> [DESCRIPTION OF THE TASK]
Swap every "pixel coordinates" in the listing below for "image coordinates", and reproduce the listing with nothing else changed.

> [EXTRACTED MATERIAL]
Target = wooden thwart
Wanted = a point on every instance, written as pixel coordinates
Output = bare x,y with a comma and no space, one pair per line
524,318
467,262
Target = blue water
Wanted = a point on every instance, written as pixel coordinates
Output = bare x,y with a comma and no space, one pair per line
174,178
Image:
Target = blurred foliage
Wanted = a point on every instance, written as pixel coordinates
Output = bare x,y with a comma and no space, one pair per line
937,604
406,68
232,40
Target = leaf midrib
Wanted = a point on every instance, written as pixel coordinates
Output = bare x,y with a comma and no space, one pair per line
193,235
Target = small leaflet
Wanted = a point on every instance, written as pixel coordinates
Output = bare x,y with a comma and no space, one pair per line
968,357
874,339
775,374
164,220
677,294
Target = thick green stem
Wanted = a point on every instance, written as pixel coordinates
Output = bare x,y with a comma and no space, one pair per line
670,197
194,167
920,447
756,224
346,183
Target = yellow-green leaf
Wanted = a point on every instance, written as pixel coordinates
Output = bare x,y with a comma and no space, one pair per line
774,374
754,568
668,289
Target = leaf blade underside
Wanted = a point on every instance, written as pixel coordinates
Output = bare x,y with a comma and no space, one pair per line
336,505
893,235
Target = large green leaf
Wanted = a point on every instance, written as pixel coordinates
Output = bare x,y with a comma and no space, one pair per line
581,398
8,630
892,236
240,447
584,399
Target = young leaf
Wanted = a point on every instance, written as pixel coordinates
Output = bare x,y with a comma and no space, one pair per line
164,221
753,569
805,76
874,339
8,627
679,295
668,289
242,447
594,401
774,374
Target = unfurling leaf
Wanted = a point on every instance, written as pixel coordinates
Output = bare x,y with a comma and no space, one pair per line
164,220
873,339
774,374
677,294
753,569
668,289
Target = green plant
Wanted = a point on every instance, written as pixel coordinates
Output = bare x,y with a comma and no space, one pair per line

> [EXERCISE SOLUTION]
Target = wooden thwart
Wanted = a point on every instance, written as image coordinates
Output = bare x,y with a comma and no space, one pair per line
524,318
467,262
Target = blue water
Wanted = a point on every instance, written as image coordinates
Output = bare x,y with a comma and no space, one pair per line
174,178
Image:
Target = blurred foliage
Wanted = a point on every instance, written as image coordinates
Output = bare x,y with a comma and no space, one pair per line
937,604
406,68
232,40
Target = leaf midrib
Wanted = a point on every instance, written as image coordinates
Output = bare x,y with a comma and no space, one pair per line
193,235
Target = small leaflet
Wanted = a point on every instance, written as image coordinates
Output = bare x,y with a comma and no space, one pair per line
968,357
874,339
775,374
164,220
677,294
Target = thick green stem
Wanted = a point on every instance, written as image coordinates
Output = bare x,y with a comma and no space, one pair per line
670,197
194,167
920,447
756,224
346,183
Target = yellow-green leaf
Wanted = a point on every instance, written as image coordinates
Output = bare x,y with a comma and no space, one pair per line
774,374
754,568
668,289
Target = leaf blade underside
Wanted = a point on every instance, written as image coordinates
Output = bare x,y with a comma and no space, one pair per line
336,505
893,235
Target = large green leaf
Wanted = a point on every instance, written as image coordinates
Output = bare x,y with a comma and no space, one pair per line
581,398
8,630
892,236
240,447
584,399
Target = young leaf
Wanted = a point on every instance, written as image coordinates
Output = bare x,y with a comma and no space, one pair per line
164,221
753,569
805,76
874,339
8,627
679,295
668,289
242,447
594,401
774,374
Target = unfurling leaf
Wanted = a point on every instance, written as image coordinates
Output = bare x,y with a comma and no space, one pair per line
164,220
873,339
774,374
677,294
753,569
668,289
Target = green plant
Wanted = a point on every instance, written as image coordinates
Output = bare x,y with a comma and no space, one pair per line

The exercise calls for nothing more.